PASSAGE SHOWN:
>>>>>

Notice that V4, V5, and V6 all sit at the same horizontal level. A common mistake is letting them drift downward as you move around the side of the chest. Keep them in a straight line.

Placement on Patients With Breast Tissue

The correct anatomical positions don’t change based on the patient’s sex. V4, V5, and V6 should go at the fifth intercostal space, which means placing electrodes at the correct rib space relative to the landmarks, not on top of or beneath breast tissue by default. It has been common practice to slide electrodes under the left breast, but research from the Netherlands Heart Journal found that placing electrodes in the true anatomical positions produces less variability in readings. Locate your intercostal spaces by palpation, lift breast tissue if needed to place the electrode on the chest wall at the correct landmark, and let the breast rest over the electrode.

<<<<<

AVAILABLE DATA:
>>>>>

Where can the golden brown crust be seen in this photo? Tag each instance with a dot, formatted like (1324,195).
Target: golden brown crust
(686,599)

<<<<<
>>>>>

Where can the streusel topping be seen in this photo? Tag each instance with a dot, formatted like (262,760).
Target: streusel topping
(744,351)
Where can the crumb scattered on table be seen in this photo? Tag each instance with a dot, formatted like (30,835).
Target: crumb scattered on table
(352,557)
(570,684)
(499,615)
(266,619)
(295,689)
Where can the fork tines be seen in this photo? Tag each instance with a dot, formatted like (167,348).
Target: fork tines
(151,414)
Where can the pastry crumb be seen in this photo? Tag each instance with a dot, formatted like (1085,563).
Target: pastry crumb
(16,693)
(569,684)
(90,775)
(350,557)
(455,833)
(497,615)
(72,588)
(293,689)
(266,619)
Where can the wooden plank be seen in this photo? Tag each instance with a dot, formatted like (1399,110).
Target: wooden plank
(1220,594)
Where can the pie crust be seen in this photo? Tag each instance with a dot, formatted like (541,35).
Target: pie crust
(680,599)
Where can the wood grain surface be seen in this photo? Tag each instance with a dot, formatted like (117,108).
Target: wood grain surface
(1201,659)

<<<<<

COMPLETE THE FOLLOWING:
1. List every electrode that the passage on chest electrode placement names.
2. Continue the passage on chest electrode placement from its last sentence.
The material comes from a different source than the passage on chest electrode placement.

WRITTEN RESPONSES:
1. V4, V5, V6

2.
Place the Four Limb Leads

The limb leads are more forgiving than the chest leads, but they still need to be placed correctly. The four electrodes are color-coded (colors vary by manufacturer, so check your cables) and go on the extremities:

  • RA (right arm): Inner wrist or anywhere on the right forearm
  • LA (left arm): Inner wrist or anywhere on the left forearm
  • RL (right leg): Inner ankle or lower right leg
  • LL (left leg): Inner ankle or lower left leg

The American Heart Association recommends placing these electrodes anywhere on the arms and legs distal to the shoulders and hips. They don’t need to be on the wrists and ankles specifically. Fleshy, non-bony areas tend to give better contact. The right leg electrode is a ground wire and doesn’t contribute to the actual tracing, but the machine needs it connected to function properly.

For exercise testing or situations where limb movement creates too much noise, a modified placement called the Mason-Likar position moves the arm electrodes to the soft spots just below the collarbones (medial to where the deltoid muscle attaches) and the left leg electrode to a point midway between the lower ribs and the hip bone on the left side. This torso placement reduces motion artifact but can subtly change the tracing, so it shouldn’t be used for a standard resting 12-lead without noting it.

Run the Tracing and Check for Artifact

Before you hit the record button, make sure all leads are connected securely and the patient is still and relaxed. Ask them to breathe normally and avoid talking. Then review the tracing on screen before printing.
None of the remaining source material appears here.